**Passage provided**.
============================================================

And you’ve still got it, of course.
Still got it, yes.
What would it be worth now?
Well, more than 50p. But they are still remarkably reasonably priced. That was very exciting.
What was the urge to collect, do you think? Was it to possess?
I just found it very exciting to have these tangible objects. I found them so potent. I think at the beginning it was just the idea of the stories that sartorial objects could tell you about the time in which they were created, the circumstances in which they might have been worn. If you look at a 1912 Poiret or a 1903 Worth or a 1926 Chanel, you understand so much of what was happening at the time. I enjoyed it for that, although I wanted to hold on to those memories in a way. I think that is probably what stirred me in the beginning, combined with how excited and energized I had been by going to these costume museums around the country.
‘I was going to the Cha-Cha Club and meeting Leigh Bowery and Trojan. Leigh called me Miss Beaton funnily enough – he didn’t miss a trick.’
Were you a difficult child?
Not, not difficult, but very single-minded. I realize now that it is quite an unusual gift to be so uniquely focused on what interests you at such an early age.
Obsessed, as you said.
I could use that word, too. I think my parents saw that, too, and encouraged it. I look back at my 12-year-old self and I was interested in exactly the same things as I am interested in now. For my parents, it was just what life was at the time, but now I look back and it was unusual.
How did your peers treat you?
I kept that side of my life quite private to a certain extent. I mean, the girlfriends I had grown up with, they were excited by it. They got corralled into acting in the plays that I had written, primarily to showcase costumes. But when I started going to secondary school and realized that a lot of the things I was interested in were outside the usual remit of a 13-year-old British schoolboy, I kept it to myself.
You didn’t like secondary school?
Yes and no. I went to two secondary schools, a grammar school in Canterbury and then another school for sixth form when we moved back to London. I enjoyed the first one because I was passionate about English and history and art, and I had great inspiring teachers, and I was very into it. I had a fairly robust network of friends. I was becoming more and more interested in fashion, which I think came from seeing copies of British Vogue. I was excited by the world evoked, particularly in the more narrative stories that I now recognize were largely corralled into place by Grace Coddington, working with photographers like Helmut Newton and David Bailey. I think I was 10 when the first Vogue really spoke to me: it was a Bailey cover of Anjelica Huston and Manolo Blahnik caught in a not-entirely convincing – in retrospect – embrace on a beach in the south of France, and there was this whole narrative of a triangular relationship. Not that I would have been aware of that. I know that Anjelica was wearing a Bruce Oldfield jersey dress on the cover. He must have just graduated from Saint Martins at that point.

============================================================

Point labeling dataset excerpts
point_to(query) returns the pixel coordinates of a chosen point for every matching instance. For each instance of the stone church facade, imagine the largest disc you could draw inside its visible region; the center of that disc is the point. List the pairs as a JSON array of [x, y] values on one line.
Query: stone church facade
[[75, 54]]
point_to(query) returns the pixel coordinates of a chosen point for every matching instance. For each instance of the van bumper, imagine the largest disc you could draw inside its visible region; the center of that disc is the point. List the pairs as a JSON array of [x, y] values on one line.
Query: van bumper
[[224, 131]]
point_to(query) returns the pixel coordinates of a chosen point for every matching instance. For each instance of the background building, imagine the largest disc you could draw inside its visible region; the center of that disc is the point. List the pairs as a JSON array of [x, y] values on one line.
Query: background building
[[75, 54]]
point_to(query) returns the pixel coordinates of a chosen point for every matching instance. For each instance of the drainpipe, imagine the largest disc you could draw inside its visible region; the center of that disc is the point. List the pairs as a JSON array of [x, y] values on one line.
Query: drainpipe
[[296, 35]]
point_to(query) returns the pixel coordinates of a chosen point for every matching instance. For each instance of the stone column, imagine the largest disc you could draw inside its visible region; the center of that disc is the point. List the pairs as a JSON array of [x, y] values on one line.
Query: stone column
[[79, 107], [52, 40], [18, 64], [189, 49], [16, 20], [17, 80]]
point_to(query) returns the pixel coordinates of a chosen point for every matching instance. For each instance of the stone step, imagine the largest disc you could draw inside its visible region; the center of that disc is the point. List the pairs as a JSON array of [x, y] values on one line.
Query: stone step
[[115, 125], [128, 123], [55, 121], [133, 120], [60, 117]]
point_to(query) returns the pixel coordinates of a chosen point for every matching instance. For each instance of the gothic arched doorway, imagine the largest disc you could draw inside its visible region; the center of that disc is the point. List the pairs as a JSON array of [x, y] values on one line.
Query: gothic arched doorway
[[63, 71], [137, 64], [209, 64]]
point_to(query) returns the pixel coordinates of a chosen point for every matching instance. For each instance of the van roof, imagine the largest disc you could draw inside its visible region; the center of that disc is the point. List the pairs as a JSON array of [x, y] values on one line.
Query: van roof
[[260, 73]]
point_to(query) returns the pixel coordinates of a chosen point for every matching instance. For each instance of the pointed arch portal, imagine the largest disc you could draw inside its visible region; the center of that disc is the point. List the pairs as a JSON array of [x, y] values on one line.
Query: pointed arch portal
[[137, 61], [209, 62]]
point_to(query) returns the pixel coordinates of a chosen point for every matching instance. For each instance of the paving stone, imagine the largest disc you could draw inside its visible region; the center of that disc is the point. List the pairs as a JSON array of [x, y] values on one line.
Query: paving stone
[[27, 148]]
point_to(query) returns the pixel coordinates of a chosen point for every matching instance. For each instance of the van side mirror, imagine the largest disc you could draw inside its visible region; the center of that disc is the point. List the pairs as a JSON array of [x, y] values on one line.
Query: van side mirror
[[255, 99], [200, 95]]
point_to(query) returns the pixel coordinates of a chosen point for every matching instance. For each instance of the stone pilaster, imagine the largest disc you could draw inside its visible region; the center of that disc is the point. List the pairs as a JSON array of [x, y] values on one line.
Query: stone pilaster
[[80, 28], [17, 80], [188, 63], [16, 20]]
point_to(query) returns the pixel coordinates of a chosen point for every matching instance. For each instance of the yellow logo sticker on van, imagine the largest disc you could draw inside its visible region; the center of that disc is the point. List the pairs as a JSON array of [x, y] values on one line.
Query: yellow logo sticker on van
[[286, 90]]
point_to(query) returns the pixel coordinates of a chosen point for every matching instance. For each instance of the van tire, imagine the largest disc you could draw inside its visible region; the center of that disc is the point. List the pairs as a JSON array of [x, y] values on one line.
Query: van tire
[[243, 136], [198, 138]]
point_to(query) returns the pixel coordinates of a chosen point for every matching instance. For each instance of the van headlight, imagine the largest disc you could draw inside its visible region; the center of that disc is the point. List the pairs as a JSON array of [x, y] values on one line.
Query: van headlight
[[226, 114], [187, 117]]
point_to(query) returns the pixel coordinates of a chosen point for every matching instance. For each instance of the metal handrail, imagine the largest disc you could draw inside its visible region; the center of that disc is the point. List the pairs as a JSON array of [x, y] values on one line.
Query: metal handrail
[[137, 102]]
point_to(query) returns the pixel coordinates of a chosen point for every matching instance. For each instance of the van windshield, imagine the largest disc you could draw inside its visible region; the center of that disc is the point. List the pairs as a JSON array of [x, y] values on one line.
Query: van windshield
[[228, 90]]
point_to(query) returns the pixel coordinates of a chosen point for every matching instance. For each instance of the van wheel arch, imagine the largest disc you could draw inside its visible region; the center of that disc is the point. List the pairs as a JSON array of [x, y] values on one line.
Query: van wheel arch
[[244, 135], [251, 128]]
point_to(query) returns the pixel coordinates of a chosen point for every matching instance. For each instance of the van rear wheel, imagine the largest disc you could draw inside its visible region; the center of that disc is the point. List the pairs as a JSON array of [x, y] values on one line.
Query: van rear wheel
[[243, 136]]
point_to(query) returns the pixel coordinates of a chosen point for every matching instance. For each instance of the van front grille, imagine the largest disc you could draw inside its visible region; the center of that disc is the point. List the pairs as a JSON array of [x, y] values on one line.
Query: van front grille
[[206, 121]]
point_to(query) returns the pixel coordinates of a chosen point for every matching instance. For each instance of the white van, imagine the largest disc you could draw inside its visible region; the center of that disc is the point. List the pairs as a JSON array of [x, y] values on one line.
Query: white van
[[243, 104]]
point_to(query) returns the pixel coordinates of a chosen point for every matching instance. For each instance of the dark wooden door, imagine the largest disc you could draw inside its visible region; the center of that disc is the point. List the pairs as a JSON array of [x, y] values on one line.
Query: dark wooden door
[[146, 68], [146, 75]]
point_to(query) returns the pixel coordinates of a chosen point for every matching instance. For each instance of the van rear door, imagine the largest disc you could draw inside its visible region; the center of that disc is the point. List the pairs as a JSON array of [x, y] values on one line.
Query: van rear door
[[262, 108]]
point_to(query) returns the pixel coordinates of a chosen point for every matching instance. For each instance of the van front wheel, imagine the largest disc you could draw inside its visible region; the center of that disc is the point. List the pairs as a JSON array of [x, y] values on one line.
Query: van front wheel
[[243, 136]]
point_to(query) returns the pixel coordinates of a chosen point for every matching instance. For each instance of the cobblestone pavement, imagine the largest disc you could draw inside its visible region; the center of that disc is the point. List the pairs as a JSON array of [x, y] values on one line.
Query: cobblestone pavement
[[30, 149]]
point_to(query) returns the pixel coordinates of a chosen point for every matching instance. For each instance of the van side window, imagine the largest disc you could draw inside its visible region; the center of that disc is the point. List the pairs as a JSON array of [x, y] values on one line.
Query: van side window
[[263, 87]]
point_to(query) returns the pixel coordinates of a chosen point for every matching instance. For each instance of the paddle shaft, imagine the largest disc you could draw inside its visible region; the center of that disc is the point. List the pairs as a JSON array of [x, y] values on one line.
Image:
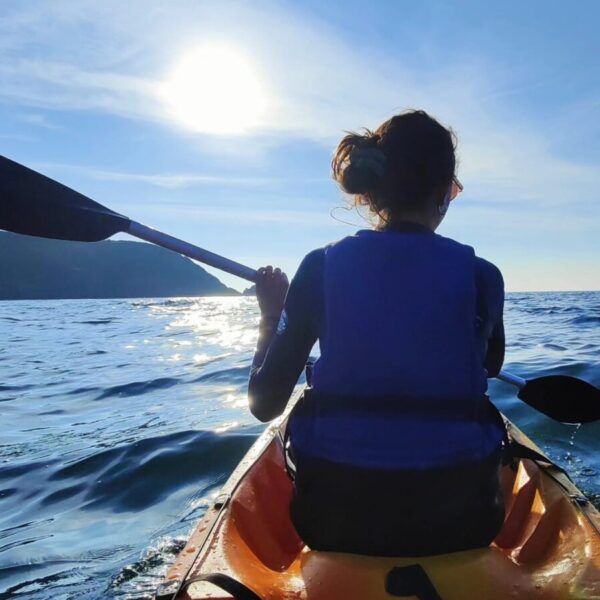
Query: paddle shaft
[[204, 256], [512, 379]]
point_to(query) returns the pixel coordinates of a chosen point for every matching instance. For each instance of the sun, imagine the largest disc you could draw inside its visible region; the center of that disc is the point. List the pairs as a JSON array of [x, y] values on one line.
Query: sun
[[216, 89]]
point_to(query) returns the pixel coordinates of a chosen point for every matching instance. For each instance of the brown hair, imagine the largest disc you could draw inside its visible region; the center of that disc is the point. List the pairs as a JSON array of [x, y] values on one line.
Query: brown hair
[[397, 166]]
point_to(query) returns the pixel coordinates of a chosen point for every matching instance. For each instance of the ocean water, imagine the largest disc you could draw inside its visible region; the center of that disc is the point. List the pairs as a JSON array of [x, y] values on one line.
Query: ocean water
[[120, 420]]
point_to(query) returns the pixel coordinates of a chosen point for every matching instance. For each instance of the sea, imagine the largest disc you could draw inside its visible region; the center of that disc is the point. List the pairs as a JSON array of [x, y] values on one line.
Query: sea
[[121, 419]]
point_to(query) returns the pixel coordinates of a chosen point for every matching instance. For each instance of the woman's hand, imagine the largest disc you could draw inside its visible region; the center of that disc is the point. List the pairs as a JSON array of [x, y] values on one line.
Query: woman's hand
[[271, 288]]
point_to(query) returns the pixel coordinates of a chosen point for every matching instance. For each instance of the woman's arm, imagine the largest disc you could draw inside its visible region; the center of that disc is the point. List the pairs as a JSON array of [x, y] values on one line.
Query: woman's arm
[[492, 284], [284, 343]]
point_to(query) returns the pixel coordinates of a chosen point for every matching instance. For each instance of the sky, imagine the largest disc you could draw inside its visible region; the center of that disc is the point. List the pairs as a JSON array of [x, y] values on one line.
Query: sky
[[216, 121]]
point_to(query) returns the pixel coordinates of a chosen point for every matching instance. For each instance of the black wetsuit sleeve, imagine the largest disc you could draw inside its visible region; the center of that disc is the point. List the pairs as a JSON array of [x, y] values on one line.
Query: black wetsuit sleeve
[[284, 348], [491, 293]]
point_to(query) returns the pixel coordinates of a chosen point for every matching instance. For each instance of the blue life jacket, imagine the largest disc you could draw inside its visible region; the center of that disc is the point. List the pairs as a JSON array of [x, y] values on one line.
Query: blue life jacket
[[400, 383]]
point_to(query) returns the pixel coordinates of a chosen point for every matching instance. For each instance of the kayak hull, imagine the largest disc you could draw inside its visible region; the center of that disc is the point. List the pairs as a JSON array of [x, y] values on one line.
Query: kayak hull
[[549, 547]]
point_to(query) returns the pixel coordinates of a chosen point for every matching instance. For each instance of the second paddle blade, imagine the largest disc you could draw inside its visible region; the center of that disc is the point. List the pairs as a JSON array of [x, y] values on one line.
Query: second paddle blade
[[563, 398], [33, 204]]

============================================================

**Short problem 1**.
Check each statement against the interview and answer yes or no, quoting the words that decide it: (a) The speaker attended two secondary schools. (b) The speaker's parents discouraged the early interest. (c) The speaker was 13 when a Vogue issue first spoke to them.
**Short problem 2**.
Echo the interview word for word between "What would it" and "it to possess?", inclusive.
**Short problem 3**.
According to the interview, what was Anjelica Huston wearing on the Vogue cover?
The rows come from a separate source.

**Full response 1**.
(a) Yes: "I went to two secondary schools"
(b) No: "I think my parents saw that, too, and encouraged it."
(c) No: "I think I was 10 when the first Vogue really spoke to me"

**Full response 2**.
What would it be worth now?
Well, more than 50p. But they are still remarkably reasonably priced. That was very exciting.
What was the urge to collect, do you think? Was it to possess?

**Full response 3**.
A Bruce Oldfield jersey dress.